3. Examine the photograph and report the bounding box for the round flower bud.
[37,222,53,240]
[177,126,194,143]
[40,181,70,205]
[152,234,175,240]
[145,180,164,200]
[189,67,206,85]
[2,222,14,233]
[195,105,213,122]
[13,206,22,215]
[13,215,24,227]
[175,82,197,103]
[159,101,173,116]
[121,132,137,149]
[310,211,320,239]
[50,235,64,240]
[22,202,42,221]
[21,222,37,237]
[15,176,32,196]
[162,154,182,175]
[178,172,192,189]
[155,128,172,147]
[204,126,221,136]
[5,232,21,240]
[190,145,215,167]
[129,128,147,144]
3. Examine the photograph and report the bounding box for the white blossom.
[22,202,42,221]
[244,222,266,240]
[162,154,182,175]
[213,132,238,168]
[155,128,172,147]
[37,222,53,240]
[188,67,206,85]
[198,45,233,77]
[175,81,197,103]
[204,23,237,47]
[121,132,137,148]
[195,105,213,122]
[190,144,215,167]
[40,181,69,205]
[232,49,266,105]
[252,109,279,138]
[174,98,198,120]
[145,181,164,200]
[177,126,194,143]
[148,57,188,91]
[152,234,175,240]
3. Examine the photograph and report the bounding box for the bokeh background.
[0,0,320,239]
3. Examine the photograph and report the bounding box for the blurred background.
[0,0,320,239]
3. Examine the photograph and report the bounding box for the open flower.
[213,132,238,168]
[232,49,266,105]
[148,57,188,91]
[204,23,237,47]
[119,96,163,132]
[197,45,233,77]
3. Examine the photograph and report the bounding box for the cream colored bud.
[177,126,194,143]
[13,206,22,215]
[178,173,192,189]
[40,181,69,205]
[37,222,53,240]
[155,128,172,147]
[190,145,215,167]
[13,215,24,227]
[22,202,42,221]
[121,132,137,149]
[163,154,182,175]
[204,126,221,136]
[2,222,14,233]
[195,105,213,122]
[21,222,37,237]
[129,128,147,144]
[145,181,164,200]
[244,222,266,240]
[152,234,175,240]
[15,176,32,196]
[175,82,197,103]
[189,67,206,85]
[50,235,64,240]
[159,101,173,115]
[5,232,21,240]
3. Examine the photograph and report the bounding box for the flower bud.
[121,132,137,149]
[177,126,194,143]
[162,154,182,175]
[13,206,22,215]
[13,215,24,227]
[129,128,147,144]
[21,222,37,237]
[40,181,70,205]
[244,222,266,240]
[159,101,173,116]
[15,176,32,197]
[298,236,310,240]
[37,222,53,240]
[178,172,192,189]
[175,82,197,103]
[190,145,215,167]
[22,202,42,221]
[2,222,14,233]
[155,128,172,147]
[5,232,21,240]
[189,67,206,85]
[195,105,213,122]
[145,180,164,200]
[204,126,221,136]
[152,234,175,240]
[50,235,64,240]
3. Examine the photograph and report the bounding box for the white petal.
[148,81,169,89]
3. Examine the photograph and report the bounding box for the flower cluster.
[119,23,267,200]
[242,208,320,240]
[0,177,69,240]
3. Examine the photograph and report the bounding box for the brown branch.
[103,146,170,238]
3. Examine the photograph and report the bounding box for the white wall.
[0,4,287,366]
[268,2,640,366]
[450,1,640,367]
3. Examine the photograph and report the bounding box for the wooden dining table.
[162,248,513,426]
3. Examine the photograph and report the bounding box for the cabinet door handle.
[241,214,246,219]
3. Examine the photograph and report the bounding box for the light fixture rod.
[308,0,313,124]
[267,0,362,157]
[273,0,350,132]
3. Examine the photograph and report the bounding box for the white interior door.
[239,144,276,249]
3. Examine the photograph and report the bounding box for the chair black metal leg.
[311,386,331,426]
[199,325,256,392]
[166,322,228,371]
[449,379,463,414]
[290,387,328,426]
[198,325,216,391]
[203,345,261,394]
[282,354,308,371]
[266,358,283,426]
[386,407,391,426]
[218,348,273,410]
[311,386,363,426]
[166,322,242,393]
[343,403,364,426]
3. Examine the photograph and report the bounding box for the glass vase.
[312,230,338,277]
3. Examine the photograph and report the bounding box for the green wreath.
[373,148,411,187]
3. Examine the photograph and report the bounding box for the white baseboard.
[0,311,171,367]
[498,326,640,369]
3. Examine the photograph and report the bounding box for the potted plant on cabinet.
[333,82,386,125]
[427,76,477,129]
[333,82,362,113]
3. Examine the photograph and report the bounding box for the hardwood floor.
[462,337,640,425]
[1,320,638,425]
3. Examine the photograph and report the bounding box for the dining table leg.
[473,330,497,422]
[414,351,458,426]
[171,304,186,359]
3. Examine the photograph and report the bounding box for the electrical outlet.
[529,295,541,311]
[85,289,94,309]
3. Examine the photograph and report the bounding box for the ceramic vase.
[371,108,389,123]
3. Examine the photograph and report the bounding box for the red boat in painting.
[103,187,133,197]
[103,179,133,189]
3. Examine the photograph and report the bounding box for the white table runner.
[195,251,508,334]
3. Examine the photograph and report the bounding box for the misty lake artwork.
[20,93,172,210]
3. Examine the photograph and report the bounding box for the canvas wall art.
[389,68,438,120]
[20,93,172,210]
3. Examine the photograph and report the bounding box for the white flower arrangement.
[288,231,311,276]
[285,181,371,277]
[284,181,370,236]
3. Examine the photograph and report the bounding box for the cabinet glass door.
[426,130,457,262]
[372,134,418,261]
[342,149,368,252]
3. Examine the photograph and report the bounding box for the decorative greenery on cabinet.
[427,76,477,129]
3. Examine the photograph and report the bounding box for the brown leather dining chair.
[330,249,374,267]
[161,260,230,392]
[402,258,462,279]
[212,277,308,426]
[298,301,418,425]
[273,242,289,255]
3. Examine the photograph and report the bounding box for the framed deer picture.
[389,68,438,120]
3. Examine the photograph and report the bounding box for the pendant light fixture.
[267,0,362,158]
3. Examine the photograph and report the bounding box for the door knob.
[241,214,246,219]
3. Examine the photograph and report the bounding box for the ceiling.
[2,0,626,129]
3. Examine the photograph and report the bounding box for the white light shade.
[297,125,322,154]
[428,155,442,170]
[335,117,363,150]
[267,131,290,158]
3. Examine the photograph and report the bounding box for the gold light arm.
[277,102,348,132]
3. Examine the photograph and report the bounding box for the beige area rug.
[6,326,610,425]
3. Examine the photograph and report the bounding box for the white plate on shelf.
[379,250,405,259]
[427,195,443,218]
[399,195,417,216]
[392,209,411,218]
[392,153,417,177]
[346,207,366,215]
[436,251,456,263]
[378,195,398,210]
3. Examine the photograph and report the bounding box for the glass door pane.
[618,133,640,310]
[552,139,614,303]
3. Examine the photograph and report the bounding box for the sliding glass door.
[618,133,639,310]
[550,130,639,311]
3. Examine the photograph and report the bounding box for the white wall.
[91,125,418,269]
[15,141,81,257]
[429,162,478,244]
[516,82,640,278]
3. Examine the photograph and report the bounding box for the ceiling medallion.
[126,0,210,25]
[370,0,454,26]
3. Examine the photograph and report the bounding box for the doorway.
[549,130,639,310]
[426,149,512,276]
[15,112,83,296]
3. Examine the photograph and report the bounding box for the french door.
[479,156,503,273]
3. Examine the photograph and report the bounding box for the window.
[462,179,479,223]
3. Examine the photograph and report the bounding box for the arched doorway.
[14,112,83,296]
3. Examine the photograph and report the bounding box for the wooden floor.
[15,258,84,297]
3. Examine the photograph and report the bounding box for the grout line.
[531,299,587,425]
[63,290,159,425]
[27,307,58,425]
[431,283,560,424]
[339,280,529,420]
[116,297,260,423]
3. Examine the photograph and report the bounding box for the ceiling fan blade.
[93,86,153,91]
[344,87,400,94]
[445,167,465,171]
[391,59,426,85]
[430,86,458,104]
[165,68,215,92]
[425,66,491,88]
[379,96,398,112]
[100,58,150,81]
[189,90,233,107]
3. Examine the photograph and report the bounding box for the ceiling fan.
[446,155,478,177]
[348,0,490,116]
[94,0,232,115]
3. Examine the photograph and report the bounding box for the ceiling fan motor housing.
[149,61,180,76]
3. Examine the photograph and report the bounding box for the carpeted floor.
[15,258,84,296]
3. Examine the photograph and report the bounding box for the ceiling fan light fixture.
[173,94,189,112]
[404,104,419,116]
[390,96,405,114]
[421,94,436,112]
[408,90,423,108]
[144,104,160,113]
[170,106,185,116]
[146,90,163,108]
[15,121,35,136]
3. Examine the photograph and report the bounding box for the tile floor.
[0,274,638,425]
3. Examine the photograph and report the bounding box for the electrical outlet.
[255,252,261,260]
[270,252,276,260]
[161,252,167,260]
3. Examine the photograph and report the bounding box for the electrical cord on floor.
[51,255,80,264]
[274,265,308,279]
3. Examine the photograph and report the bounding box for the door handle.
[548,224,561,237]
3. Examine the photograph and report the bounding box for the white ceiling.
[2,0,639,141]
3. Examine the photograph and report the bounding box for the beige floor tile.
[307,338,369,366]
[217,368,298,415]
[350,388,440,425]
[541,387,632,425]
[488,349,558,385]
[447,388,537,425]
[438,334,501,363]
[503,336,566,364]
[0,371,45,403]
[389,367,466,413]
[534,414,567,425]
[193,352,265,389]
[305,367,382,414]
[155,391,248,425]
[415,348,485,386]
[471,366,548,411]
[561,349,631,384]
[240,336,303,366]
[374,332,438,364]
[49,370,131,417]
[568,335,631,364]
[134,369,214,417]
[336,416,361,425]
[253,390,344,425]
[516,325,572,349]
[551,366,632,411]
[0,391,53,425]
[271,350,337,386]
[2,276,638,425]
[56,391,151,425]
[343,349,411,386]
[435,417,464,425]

---

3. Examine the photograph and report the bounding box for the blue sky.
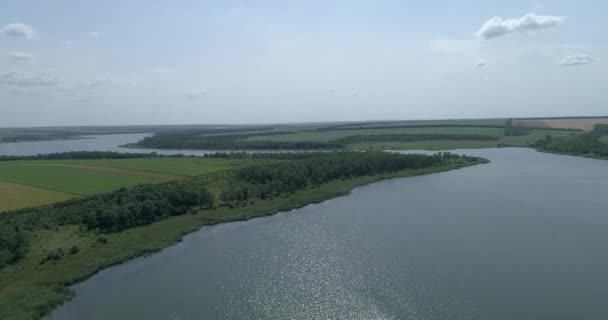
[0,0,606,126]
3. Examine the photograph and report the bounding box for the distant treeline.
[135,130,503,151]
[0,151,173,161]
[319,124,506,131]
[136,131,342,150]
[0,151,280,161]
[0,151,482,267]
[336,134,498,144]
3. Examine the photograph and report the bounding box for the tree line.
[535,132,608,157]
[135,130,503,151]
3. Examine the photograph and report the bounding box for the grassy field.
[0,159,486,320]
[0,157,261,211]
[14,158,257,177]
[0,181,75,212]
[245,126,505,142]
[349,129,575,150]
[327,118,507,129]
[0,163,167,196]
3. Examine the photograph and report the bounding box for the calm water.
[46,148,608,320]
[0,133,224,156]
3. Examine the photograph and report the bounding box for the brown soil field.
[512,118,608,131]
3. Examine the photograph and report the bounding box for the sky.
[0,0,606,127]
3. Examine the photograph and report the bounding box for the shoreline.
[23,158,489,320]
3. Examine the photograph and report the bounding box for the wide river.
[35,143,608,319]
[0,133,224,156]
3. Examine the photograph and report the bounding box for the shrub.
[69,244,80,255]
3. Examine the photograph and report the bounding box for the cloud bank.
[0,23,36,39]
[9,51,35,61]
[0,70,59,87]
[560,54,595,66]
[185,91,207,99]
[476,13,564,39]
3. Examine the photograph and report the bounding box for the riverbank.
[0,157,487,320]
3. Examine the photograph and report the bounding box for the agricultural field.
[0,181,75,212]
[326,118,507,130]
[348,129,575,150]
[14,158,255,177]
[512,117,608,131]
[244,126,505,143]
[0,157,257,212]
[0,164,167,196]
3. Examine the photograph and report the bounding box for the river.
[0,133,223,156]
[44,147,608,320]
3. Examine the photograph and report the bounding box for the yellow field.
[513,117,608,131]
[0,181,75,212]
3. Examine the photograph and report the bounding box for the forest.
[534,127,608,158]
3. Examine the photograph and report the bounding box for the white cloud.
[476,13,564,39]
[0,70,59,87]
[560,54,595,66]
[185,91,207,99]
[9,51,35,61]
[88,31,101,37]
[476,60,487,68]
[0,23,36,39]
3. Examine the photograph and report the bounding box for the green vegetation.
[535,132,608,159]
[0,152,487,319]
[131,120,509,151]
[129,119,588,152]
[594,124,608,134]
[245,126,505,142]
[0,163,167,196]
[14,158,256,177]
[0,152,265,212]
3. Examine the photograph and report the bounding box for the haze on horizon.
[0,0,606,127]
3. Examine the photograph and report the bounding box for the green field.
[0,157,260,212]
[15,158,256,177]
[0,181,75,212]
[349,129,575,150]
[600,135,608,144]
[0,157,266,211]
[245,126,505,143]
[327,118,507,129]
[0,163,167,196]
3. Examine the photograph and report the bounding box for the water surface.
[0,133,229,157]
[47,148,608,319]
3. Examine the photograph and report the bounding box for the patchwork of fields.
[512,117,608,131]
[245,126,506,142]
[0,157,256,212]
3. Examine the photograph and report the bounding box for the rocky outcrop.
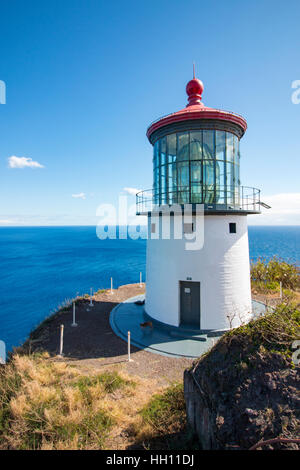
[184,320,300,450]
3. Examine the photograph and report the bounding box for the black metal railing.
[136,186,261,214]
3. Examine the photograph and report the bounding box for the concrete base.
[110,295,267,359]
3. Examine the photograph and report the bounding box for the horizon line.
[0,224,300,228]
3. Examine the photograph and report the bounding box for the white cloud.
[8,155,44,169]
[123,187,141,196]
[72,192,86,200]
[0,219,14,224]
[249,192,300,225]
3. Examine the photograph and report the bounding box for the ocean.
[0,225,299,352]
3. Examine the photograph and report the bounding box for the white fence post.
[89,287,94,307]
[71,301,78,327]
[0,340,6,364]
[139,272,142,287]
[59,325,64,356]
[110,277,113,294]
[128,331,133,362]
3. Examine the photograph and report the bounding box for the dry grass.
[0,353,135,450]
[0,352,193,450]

==

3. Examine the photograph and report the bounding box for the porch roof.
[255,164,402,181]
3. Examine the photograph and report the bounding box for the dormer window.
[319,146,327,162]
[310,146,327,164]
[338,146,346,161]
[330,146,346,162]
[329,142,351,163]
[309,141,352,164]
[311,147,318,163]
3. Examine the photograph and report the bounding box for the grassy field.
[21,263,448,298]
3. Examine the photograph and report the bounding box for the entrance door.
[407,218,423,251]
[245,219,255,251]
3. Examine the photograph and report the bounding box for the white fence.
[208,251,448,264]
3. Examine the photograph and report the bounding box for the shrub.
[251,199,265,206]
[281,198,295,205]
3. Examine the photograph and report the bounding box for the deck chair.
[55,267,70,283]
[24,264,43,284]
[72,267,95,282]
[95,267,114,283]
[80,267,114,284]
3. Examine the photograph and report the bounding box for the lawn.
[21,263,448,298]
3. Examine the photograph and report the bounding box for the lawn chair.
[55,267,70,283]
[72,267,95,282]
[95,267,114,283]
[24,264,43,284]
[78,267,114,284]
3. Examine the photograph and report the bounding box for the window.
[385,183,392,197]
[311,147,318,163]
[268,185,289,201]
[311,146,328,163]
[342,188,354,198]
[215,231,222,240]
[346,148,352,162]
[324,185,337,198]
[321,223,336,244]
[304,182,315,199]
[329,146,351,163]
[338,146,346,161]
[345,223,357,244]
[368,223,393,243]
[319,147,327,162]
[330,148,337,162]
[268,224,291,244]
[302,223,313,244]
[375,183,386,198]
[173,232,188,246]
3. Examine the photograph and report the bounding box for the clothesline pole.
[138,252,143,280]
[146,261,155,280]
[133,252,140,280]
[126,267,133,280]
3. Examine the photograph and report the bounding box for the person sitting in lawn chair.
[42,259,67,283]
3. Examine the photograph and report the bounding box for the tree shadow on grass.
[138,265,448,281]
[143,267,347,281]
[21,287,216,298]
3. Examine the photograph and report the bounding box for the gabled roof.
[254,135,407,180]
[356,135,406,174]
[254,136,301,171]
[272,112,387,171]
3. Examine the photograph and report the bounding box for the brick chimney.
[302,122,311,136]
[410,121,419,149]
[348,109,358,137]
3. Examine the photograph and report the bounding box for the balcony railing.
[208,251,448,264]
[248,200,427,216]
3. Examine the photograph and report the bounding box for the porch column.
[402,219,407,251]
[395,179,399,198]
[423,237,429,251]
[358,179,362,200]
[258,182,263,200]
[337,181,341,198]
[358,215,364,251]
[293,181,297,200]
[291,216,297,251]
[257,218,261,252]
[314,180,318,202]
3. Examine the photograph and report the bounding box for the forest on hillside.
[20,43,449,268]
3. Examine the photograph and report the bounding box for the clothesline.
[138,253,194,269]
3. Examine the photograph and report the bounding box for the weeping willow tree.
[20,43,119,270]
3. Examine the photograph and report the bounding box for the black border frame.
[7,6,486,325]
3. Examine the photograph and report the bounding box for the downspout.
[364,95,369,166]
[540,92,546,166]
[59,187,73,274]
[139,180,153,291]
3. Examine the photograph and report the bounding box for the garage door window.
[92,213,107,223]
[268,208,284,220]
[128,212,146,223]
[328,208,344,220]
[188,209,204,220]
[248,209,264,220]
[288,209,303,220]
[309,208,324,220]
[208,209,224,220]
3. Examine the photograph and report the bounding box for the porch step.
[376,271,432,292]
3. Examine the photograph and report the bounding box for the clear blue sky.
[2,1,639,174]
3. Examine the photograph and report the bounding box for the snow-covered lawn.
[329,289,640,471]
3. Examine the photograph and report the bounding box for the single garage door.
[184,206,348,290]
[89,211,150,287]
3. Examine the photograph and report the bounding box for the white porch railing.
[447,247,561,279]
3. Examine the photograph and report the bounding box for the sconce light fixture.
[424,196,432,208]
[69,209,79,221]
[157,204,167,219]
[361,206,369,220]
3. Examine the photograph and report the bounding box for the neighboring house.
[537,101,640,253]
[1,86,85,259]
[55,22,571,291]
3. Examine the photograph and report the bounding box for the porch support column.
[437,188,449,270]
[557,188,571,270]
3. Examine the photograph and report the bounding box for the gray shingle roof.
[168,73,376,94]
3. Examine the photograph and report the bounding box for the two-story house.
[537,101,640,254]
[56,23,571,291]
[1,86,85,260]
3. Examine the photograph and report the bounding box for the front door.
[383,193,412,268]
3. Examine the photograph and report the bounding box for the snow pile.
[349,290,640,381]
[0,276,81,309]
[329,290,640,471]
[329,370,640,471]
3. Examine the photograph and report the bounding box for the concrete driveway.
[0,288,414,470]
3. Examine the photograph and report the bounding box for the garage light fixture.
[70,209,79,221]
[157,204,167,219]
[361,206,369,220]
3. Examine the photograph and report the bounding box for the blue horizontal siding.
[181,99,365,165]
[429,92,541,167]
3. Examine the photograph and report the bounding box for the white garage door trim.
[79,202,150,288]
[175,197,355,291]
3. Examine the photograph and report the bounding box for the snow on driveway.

- Your instructions: Your task is to transcribe, with no changes, only the lines of the listing above that lie between the line holding "porch support column." and the line holding "snow on driveway.", inclusive.

- Solved problem:
3. Examine the photograph and report the bounding box for the porch support column.
[437,188,449,270]
[557,188,571,270]
3. Examine the photograph and report the bounding box for the gray shingle roof.
[168,73,376,94]
3. Examine the photograph and report the bounding box for the two-story house.
[537,101,640,254]
[56,23,571,291]
[1,86,85,260]
3. Examine the photograph and report the bounding box for the front door.
[383,193,412,268]
3. Examine the photograph and report the bounding box for the snow pile.
[349,290,640,381]
[0,276,81,309]
[329,290,640,471]
[329,370,640,471]
3. Examine the photograph and report the bounding box for the concrete driveway.
[0,288,414,470]
3. Examine the photograph and report the bounding box for the garage light fixture.
[70,209,79,221]
[157,204,167,219]
[361,206,369,220]
3. Examine the photograph and report the bounding box for the blue horizontal siding.
[181,99,365,165]
[429,92,541,167]
3. Examine the photograph and report the bounding box for the white garage door trim.
[79,202,150,288]
[175,197,355,291]
3. Examine the photograph and report the bounding box for the snow on driveway.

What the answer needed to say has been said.